Extract
The principal trend in capitalist agriculture is the conversion of small-scale enterprise, which remains small in terms of acreage, into large-scale enterprise in terms of output, in the development of livestock raising, the quantity of fertilizers, the scale on which machinery is used, and the like.

That is why the conclusion drawn from the comparison of the various groups of enterprises by acreage—that the intensity of agriculture declines with the greater size of enterprise—is entirely incorrect. The only correct conclusion, on the contrary, is to be drawn from the comparison of the various farms by the value of their product—the bigger the enterprise, the greater is the intensity of agriculture.

For acreage is only circumstantial evidence of the scale of agricultural operations, and the broader and more rapid the intensification of agriculture, the less authentic is this “evidence”. The value of the product of an enterprise is not circumstantial but direct evidence of the scale of its operations. Moreover, it is true in every case. By small-scale agriculture is always meant the kind that is not based on hired labour. But the transition to the exploitation of hired labour does not depend only on the extension of the acreage of an enterprise on its old technical basis—this occurs only in primitive, extensive enterprises—but also on an improvement of equipment and techniques and their modernization, investment in the same acreage of additional capital in the form of, say, new machinery or artificial fertilizers, or of increased and improved livestock, etc.

The classification of farms by the value of their product brings together enterprises which really have the same scale of production, regardless of acreage. Accordingly, a highly   intensive enterprise on a small tract of land falls into the same group as a relatively extensive enterprise on a large tract; both are actually large-scale in terms of production and the employment of hired labour.

On the contrary, the classification by acreage throws together large and small enterprises, because they happen to have a similar acreage; it puts into the same group enterprises with an entirely different scale of operations, those in which family labour predominates, and those in which hired labour predominates. The result is a picture of blunted class contradictions within capitalism, a picture which is basically incorrect and entirely misleading as to the actual state of affairs, but one the bourgeoisie is very fond of. This leads to an equally fallacious embellishment of the condition of the small farmers, which the bourgeoisie is just as fond of. The net result is a vindication of capitalism.

Data section
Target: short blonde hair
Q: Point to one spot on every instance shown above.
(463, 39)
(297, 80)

Work instruction A
In the passage on capitalist agriculture, what is described as direct rather than circumstantial evidence of the scale of an enterprise's operations?
Work instruction B
Continue the passage on capitalist agriculture from its last sentence.

Answer A
The value of the product of an enterprise.

Answer B
In effect, the fundamental and principal trend of capitalism is the displacement of small-scale by large-scale production, both in industry and in agriculture. But this displacement should not be interpreted merely as immediate expropriation. Displacement also implies the ruin of the small farmers and a worsening of conditions on their farms, a process that may go on for years and decades. This deterioration assumes a variety of forms, such as the small farmer’s overwork or malnutrition, his heavy debts, worse feed and poorer care of livestock in general, poorer husbandry—cultivation, fertilization and the like—as well as technical stagnation on the farm, etc. If the researcher is to be absolved from the charge of wittingly or otherwise playing up to the bourgeoisie by giving a false impression of the condition of the small farmer, who is being ruined and oppressed, his task is, first and foremost, to give a precise definition of the symptoms of this ruination, which are not at all simple or uniform; his next task is to determine these symptoms, to analyze and, as far as possible, to define the extent to which they have spread and how they change with time. But present-day economists and statisticians hardly pay any attention to this vital aspect of the matter.

Just imagine that to a group of 90 small farmers who have no capital to improve their farms, who lag behind the times and are gradually being ruined the statistician adds 10 farmers   who have all the capital they need and on equally small tracts of land start large-scale operations based on hired labour. The net result would be an embellished picture of the condition of all the hundred small farmers.

The U.S. Census of 1910 produced just that kind of embellished picture—and one that, objectively, favored the bourgeoisie—primarily because it discarded the method used in 1900 of comparing the acreage grouping and the value-of-product grouping. We learn, for instance, only that expenditure on fertilizers increased immensely, namely, by 115%, i.e., more than double the previous figure, while the expenditure on hired labour went up by only 82%, and the total crop value by 83%. This is tremendous progress. It is the progress of national agriculture as a whole. And, I dare say, some economist is likely to draw—if indeed has not yet drawn—the conclusion that this is the progress of small-scale family farming, for, generally speaking, the returns for the size groups by acreage indicate that “small-scale” agriculture has a much higher per-acre expenditure on fertilizers.

But we now know that such a conclusion would be fallacious, because the one thing the grouping of farms by acreage does is to lump together farmers on the way to ruin, or at any rate the indigent small farmers who cannot afford to buy fertilizers, and capitalists (even if they are small-time capitalists) who, on small tracts of land, start large-scale farming operations with the use of up-to-date, intensive methods and the employment of hired labour.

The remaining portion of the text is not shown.